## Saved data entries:
Segment Open

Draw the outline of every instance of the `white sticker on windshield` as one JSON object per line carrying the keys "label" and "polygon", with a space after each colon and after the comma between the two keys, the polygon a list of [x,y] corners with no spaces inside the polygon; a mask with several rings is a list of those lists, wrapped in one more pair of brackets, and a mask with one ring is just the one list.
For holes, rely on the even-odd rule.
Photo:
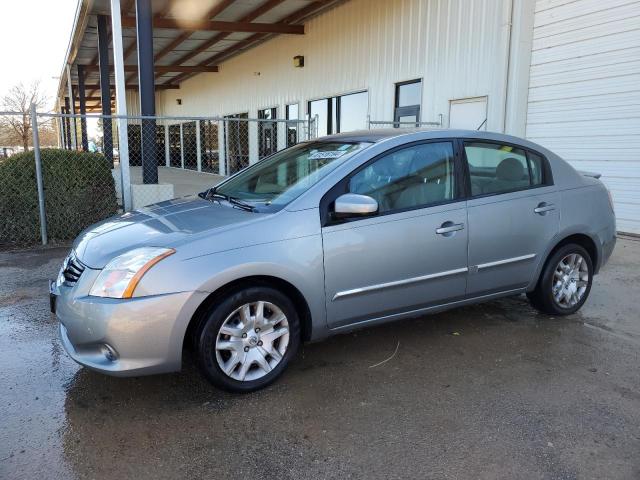
{"label": "white sticker on windshield", "polygon": [[344,155],[346,152],[339,150],[329,150],[325,152],[315,152],[309,155],[309,160],[320,160],[321,158],[338,158]]}

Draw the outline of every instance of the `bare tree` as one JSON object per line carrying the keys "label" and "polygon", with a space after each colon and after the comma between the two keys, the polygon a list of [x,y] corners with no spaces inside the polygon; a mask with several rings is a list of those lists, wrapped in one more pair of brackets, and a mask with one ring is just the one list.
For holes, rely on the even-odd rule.
{"label": "bare tree", "polygon": [[35,103],[36,109],[43,108],[47,98],[40,89],[40,82],[33,82],[29,86],[23,83],[15,85],[9,90],[2,100],[2,109],[16,112],[16,115],[3,115],[0,117],[0,129],[5,141],[13,141],[14,144],[22,144],[25,151],[29,149],[31,141],[31,119],[29,108]]}

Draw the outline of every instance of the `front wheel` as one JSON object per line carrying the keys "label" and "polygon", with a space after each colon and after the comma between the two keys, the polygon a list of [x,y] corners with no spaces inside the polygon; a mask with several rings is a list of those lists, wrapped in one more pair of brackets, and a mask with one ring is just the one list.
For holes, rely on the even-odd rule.
{"label": "front wheel", "polygon": [[569,315],[587,300],[592,281],[591,256],[580,245],[568,244],[547,260],[536,289],[527,296],[543,313]]}
{"label": "front wheel", "polygon": [[299,345],[291,300],[269,287],[251,287],[212,307],[198,336],[198,363],[214,385],[251,392],[279,377]]}

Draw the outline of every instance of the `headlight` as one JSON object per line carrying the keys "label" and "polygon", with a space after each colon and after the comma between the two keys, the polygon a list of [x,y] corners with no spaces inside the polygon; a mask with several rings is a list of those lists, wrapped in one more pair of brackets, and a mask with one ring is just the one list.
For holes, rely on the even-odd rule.
{"label": "headlight", "polygon": [[156,263],[176,251],[173,248],[136,248],[114,258],[93,282],[89,295],[131,298],[138,282]]}

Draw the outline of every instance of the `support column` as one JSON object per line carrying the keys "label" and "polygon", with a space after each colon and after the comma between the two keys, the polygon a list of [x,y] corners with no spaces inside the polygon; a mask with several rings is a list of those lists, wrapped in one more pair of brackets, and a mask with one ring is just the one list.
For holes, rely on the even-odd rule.
{"label": "support column", "polygon": [[[153,71],[153,11],[151,0],[136,0],[136,34],[138,40],[138,82],[140,115],[155,116],[155,75]],[[142,183],[158,183],[156,158],[156,120],[142,120]]]}
{"label": "support column", "polygon": [[[58,100],[58,107],[60,110],[60,113],[62,115],[64,115],[64,102],[62,99]],[[67,149],[67,129],[66,129],[66,125],[65,125],[65,118],[64,117],[60,117],[59,119],[59,127],[60,127],[60,148],[63,148],[64,150]]]}
{"label": "support column", "polygon": [[[127,127],[127,92],[124,81],[124,53],[122,49],[122,19],[120,0],[111,0],[111,38],[113,39],[113,70],[116,77],[116,114],[118,115],[118,153],[120,155],[120,179],[122,203],[125,212],[133,208],[131,201],[131,177],[129,175],[129,139]],[[111,104],[111,99],[107,99]],[[104,104],[103,104],[104,105]]]}
{"label": "support column", "polygon": [[[67,87],[69,90],[69,103],[71,106],[67,105],[67,113],[71,113],[73,115],[76,114],[76,102],[73,96],[73,85],[71,84],[71,68],[67,65]],[[78,147],[78,133],[76,132],[76,118],[73,117],[70,120],[71,123],[71,148],[76,150]]]}
{"label": "support column", "polygon": [[164,126],[164,164],[171,166],[171,145],[169,143],[169,124]]}
{"label": "support column", "polygon": [[[100,103],[102,115],[111,115],[111,89],[109,87],[109,37],[107,17],[98,15],[98,66],[100,71]],[[102,145],[105,158],[113,167],[113,122],[102,119]]]}
{"label": "support column", "polygon": [[[64,97],[64,113],[69,115],[69,97]],[[64,117],[65,135],[67,137],[67,150],[71,150],[71,121],[69,117]]]}
{"label": "support column", "polygon": [[78,65],[78,100],[80,101],[80,138],[82,140],[82,150],[89,151],[89,140],[87,138],[87,102],[84,89],[84,65]]}
{"label": "support column", "polygon": [[202,145],[200,144],[200,120],[196,120],[196,170],[202,171]]}
{"label": "support column", "polygon": [[218,120],[218,174],[227,174],[227,135],[226,121]]}
{"label": "support column", "polygon": [[180,168],[184,170],[184,124],[180,122]]}

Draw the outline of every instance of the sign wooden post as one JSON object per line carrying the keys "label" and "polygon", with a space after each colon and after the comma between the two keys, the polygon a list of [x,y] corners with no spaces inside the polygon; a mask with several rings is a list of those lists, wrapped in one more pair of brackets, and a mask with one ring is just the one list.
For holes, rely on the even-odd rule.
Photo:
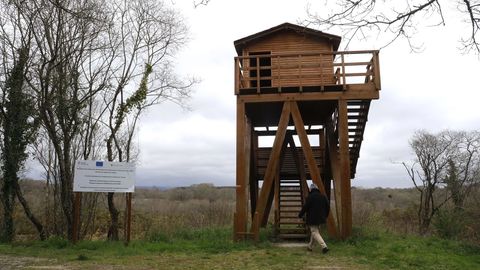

Segment Closed

## Instructions to follow:
An exact copy is needed of every line from the one holding "Draw the outline of every instance of the sign" to the end of the entries above, both ends kept and each picture dropped.

## Response area:
Draw the outline of every instance of the sign wooden post as one JSON object per line carrying the keys "label" and "polygon", with a space after each colon and after the comma between the two keys, the polygon a list of [x,y] corners with no spaces inside the polygon; a mask with several rings is a list of those lists, wrapped in one more pair of brackets, and a mask with one ring is just the one list.
For holes, rely on the even-odd rule.
Photo:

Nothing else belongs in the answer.